» **Problems**
a. According to the Riverhounds article, how many goals have the Hounds surrendered in their 16 matches?
b. In the Riverhounds article, reproduce word for word the passage that begins at the words "This week the" and stops after the words "come in July.".

» **Text block**
════════════════════

The Riverhounds are not scoring goals and as a result, they’ve hit a low point in the Bob Lilley era as Head Coach (since 2018), as the club is currently mired in an eight match winless streak following its latest results from a three-match in eight day stretch that included losses at Hartford, at home vs front-running Louisville City FC, then culminating with a scoreless road draw at North Carolina.

This week the Hounds (3w-6l-7d, 15 points) are back into a more traditional training regiment, as they prepare for another road match in Las Vegas (Saturday night, 10:30 ET), before an extended four-match homestand to come in July.

Despite their struggles, which are also outlined in more detail below, the Hounds are fortunate to be just three points off the playoff line as the top eight teams qualify for the postseason in the USL Championship’s Eastern Conference.

With 18 matches remaining, they are very much in the thick of things, and have time to turn their season around.

Lilley believes that his club will have to create its own luck as they prepare to take on a Las Vegas squad that features a former Pitt standout, Valentin Noel, as their top scorer.

Look for more to come this week on Noel, and the match-up with Vegas, who are also in similar position as Pittsburgh in the Western Conference standings, just outside of the playoff line.

Backline Tested Last Week

In terms of organization and structure out of the back, and play through the midfield and using the wide channels, the Hounds put forth a very solid performance at North Carolina in what turned out to be a tough match to watch with few scoring chances for either side.  Neither side could put a single shot on frame until late in the match, but a silver lining for the Hounds in this match — they were the more ambitious side in the final third, and by the end of the match, had the only two shots on frame, coming in back-to-back sequences in the final 10 minutes of regulation.

Despite a heavy rotation with its goalkeepers this season, as Eric Dick, Gabe Perrotta and now Jacob Randolph have each had their chances to get extended chances to start between the pipes, the Hounds have been pretty solid defending, surrendering 17 goals in 16 matches, including six clean sheets.

════════════════════

» **Dataset content**
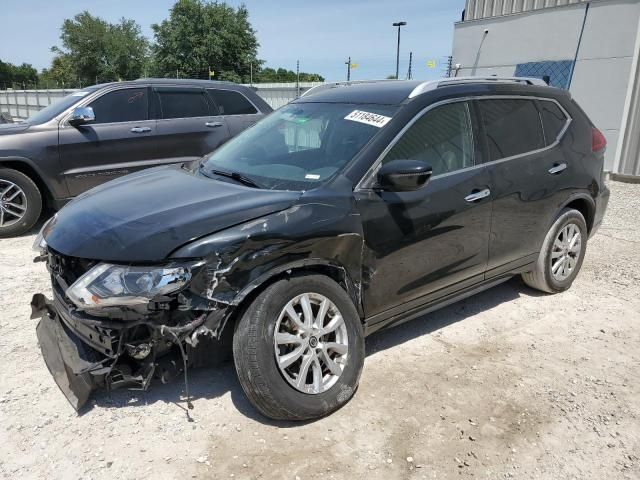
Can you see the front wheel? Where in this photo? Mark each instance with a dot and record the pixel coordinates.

════════════════════

» **Complete answers**
a. 17 goals

b.
This week the Hounds (3w-6l-7d, 15 points) are back into a more traditional training regiment, as they prepare for another road match in Las Vegas (Saturday night, 10:30 ET), before an extended four-match homestand to come in July.